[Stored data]
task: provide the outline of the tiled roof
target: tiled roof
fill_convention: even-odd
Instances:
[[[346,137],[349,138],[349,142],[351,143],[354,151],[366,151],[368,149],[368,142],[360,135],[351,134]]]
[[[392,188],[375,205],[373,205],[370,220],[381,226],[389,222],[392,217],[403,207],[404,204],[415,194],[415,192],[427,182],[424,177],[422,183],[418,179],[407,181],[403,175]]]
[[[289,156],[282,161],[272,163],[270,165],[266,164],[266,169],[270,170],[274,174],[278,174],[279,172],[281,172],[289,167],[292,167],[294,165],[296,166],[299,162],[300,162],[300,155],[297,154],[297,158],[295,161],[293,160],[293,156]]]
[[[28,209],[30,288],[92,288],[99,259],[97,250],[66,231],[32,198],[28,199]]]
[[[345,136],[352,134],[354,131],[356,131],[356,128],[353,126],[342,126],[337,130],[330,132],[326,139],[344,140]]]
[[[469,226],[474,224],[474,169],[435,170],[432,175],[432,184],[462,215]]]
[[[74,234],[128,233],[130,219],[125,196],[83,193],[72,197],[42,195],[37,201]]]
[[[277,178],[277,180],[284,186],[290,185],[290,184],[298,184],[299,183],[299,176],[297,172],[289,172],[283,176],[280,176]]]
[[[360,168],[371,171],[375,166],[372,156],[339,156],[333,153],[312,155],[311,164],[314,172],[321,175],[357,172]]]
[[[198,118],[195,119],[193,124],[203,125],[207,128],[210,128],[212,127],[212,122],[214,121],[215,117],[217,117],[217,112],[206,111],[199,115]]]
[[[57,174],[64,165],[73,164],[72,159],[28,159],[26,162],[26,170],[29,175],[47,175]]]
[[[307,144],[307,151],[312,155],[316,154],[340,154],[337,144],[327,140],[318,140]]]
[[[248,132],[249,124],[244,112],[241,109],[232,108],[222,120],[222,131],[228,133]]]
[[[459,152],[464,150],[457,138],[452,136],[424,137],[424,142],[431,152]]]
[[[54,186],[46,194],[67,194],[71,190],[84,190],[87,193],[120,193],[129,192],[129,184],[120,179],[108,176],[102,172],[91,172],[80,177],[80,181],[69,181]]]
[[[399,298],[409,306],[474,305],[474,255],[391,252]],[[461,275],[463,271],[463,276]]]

Work request
What is needed here is an exact copy of all the records above.

Task response
task: provide the outline of the tiled roof
target: tiled roof
fill_convention: even-odd
Instances:
[[[346,137],[349,138],[349,142],[351,143],[354,151],[366,151],[368,149],[368,142],[360,135],[351,134]]]
[[[392,188],[375,205],[373,205],[370,220],[381,226],[389,222],[392,217],[403,207],[404,204],[415,194],[415,192],[427,182],[424,177],[422,183],[418,179],[407,181],[403,175]]]
[[[289,156],[282,161],[272,163],[270,165],[266,164],[266,169],[270,170],[274,174],[278,174],[279,172],[281,172],[289,167],[292,167],[294,165],[296,166],[299,162],[300,162],[300,155],[297,154],[297,158],[295,161],[293,160],[293,156]]]
[[[28,209],[30,288],[92,288],[99,259],[97,250],[66,231],[32,198],[28,199]]]
[[[345,136],[352,134],[354,131],[356,131],[356,128],[353,126],[342,126],[337,130],[330,132],[326,139],[344,140]]]
[[[469,226],[474,224],[474,169],[435,170],[432,175],[432,184],[462,215]]]
[[[74,234],[128,233],[130,219],[125,196],[83,193],[72,197],[42,195],[37,201]]]
[[[277,178],[277,180],[284,186],[290,185],[290,184],[298,184],[299,183],[299,176],[297,172],[289,172],[283,176],[280,176]]]
[[[360,168],[371,171],[375,166],[372,156],[339,156],[333,153],[312,155],[311,164],[314,172],[321,175],[357,172]]]
[[[198,118],[195,119],[193,124],[203,125],[207,128],[210,128],[212,127],[212,122],[214,121],[215,117],[217,117],[217,112],[206,111],[199,115]]]
[[[57,174],[64,165],[73,164],[72,159],[28,159],[26,162],[26,170],[29,175],[47,175]]]
[[[307,144],[307,151],[312,155],[316,154],[340,154],[337,144],[327,140],[318,140]]]
[[[248,132],[249,124],[244,112],[241,109],[232,108],[222,120],[222,131],[228,133]]]
[[[459,152],[464,150],[457,138],[452,136],[424,137],[424,142],[431,152]]]
[[[54,186],[46,194],[67,194],[71,190],[84,190],[87,193],[120,193],[129,192],[129,184],[120,179],[108,176],[102,172],[91,172],[80,177],[80,181],[69,181]]]
[[[399,298],[409,306],[474,305],[474,255],[391,252]],[[461,275],[463,271],[463,276]]]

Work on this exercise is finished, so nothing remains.